* [Records provided]:

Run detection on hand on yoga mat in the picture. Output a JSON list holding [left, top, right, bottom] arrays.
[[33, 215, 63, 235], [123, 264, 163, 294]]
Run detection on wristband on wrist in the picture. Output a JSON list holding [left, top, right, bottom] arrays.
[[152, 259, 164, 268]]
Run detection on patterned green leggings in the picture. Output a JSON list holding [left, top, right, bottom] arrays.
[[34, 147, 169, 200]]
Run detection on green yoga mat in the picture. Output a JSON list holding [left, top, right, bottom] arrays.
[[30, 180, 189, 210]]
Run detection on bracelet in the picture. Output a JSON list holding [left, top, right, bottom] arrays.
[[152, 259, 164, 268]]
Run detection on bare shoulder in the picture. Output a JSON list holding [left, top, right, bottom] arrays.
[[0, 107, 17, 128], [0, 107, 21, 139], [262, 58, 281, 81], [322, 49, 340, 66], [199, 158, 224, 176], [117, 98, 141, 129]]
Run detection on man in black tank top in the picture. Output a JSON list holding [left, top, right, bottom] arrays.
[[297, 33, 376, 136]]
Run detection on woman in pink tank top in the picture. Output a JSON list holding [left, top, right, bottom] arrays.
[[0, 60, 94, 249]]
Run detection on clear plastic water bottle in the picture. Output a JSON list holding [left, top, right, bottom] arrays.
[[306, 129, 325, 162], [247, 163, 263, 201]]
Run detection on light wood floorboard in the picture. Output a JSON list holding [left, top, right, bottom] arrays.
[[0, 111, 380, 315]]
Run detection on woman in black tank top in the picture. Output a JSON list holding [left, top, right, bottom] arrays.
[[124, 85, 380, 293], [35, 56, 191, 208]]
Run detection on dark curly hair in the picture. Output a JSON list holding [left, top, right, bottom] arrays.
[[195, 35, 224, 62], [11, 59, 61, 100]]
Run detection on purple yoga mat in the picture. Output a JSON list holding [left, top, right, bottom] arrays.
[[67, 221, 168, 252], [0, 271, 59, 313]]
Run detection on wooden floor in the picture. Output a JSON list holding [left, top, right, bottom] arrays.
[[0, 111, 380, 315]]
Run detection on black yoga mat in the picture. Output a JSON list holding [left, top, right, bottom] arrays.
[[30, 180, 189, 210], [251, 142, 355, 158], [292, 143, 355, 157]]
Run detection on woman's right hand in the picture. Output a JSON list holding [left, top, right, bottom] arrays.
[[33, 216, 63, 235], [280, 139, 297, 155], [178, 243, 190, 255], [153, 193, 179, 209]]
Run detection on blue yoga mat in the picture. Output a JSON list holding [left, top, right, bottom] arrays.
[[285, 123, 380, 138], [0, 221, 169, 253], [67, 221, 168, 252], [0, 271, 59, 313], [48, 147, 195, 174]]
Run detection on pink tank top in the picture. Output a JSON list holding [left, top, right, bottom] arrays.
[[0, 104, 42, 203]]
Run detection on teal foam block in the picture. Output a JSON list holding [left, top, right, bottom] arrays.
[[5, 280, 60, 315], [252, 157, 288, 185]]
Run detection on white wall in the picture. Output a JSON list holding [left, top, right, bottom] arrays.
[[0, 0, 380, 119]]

* [Exercise brief]: Reproduce the stretch from the start of the entries above through the line containing "[[67, 221, 168, 252], [0, 271, 59, 313]]", request lines included and unchanged. In the answers, multiply every bounding-box coordinate by 2.3 and round to the nearest whole number, with halves rounded up.

* [Exercise result]:
Run detection on hand on yoga mat in the picture. Output a JSON list holding [left, top, right, bottom] arrays.
[[76, 495, 145, 541], [283, 607, 375, 676]]
Run detection on wristband on wrist in the picture. Output a JSON list holding [left, top, right, bottom] arrays.
[[350, 596, 377, 616]]
Run detection on patterned green leggings in the picture. Output a JSON list holding [left, top, right, bottom] arrays.
[[78, 338, 389, 460]]
Run detection on green yoga mat in the picture. Output a JSON list holding [left, top, right, bottom] arrays.
[[69, 414, 435, 483]]
Run detection on bracelet in the picture. Output a JSON list holding [left, top, right, bottom] arrays.
[[350, 596, 377, 616]]
Run detection on bare shoulder in the picture. Output a JSON list holding [left, top, right, bottom] arrays.
[[0, 246, 39, 294], [0, 246, 48, 320], [603, 133, 646, 186], [741, 113, 782, 152], [458, 363, 515, 405], [269, 225, 324, 297]]
Run detection on man in black tank top in the picture. Output a JSON list holding [left, top, right, bottom] arrays.
[[683, 76, 865, 313]]
Run detection on woman in pink tank top in the picture. Output a JSON list holding [left, top, right, bottom] arrays.
[[0, 138, 216, 573]]
Run detection on clear plastic water bottle in the picture. Output a JSON list holding [left, top, right, bottom] arrays.
[[704, 297, 748, 373], [568, 375, 605, 462]]
Run detection on light wood floorboard in the picture. Output a JSON list holding [left, top, right, bottom] arrays.
[[0, 255, 874, 725]]
Run detection on woman in black tank top in the picture. Output a JSON list holding [left, top, right, bottom] arrays.
[[285, 196, 874, 674], [81, 129, 439, 478]]
Run detection on dark curly hair in the picture. Output a JSON list holding [left, top, right, bottom] arrays.
[[449, 81, 515, 143], [25, 136, 140, 230]]
Run detection on purple yoga mat in the picture. Output a JSON list holding [left, top, right, bottom] arrays.
[[154, 508, 386, 580], [0, 623, 136, 720]]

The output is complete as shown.